- [Directions] Swap "SHOULD" for "MUST" throughout all of the items, and leave everything else in them unchanged.

- [Excerpts of location labeling data]
········
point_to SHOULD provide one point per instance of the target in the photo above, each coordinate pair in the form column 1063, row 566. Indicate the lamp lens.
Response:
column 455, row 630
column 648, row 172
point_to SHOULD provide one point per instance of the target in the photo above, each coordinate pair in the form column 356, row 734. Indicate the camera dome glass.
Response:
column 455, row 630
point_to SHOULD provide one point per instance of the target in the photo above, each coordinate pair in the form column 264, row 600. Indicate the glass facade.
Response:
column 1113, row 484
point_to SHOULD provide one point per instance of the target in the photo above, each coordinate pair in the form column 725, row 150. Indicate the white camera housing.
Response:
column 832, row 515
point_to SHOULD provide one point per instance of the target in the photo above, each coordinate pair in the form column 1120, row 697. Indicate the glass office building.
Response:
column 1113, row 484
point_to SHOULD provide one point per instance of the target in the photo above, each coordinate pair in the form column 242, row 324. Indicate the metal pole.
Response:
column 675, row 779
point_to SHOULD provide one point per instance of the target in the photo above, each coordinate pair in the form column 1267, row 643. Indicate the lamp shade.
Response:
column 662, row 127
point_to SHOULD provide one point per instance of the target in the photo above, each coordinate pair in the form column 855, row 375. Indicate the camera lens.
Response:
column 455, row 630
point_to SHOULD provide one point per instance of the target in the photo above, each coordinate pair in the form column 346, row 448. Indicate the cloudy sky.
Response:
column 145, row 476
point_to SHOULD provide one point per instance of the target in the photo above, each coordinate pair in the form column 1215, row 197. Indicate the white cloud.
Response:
········
- [Task answer]
point_to MUST provide one point per instance of the target in the photo above, each coordinate pair in the form column 1063, row 566. Indicate the lamp lens.
Response:
column 455, row 630
column 648, row 172
point_to MUST provide one point per instance of the target in the photo above, each coordinate pair in the form column 356, row 734. Indicate the camera dome glass.
Response:
column 455, row 630
point_to MUST provide one point per instance of the target in the photo above, each coordinate pair in the form column 264, row 600. Indicate the glass facade.
Response:
column 1113, row 484
point_to MUST provide one point per instance of the target in the photo above, each coordinate pair in the form column 725, row 150. Indicate the white camera housing.
Response:
column 832, row 515
point_to MUST provide one point per instance of the target in the photo above, each coordinate pair in the form column 1120, row 697. Indicate the glass office building.
Response:
column 1113, row 484
point_to MUST provide one point per instance of the target in the photo above, each coordinate pair in the form column 242, row 324. Indicate the metal pole.
Response:
column 675, row 779
point_to MUST provide one point per instance of the target in the photo above, each coordinate pair in the form column 1267, row 643. Indicate the lamp shade.
Response:
column 662, row 127
point_to MUST provide one point per instance of the target in the photo above, each coordinate pair in the form column 855, row 375. Indicate the camera lens.
Response:
column 455, row 630
point_to MUST provide one point per instance of the target in the photo above, each coordinate pair in the form column 346, row 448. Indicate the cloudy sky.
Response:
column 145, row 476
point_to MUST provide one point per instance of the target in the photo above, each coordinate pair in the form column 1215, row 197. Indicate the white cloud.
Response:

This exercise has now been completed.